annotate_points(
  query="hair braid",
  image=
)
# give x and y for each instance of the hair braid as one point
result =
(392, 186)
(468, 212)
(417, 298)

## TASK REQUIREMENTS
Rewrite all the entries above, replacing "hair braid" with "plait" wherever it occurs and leaving everything else unchanged.

## TASK ANSWER
annotate_points(
  query="plait",
  image=
)
# give x and y for each instance of the plait as one point
result =
(392, 186)
(468, 212)
(417, 298)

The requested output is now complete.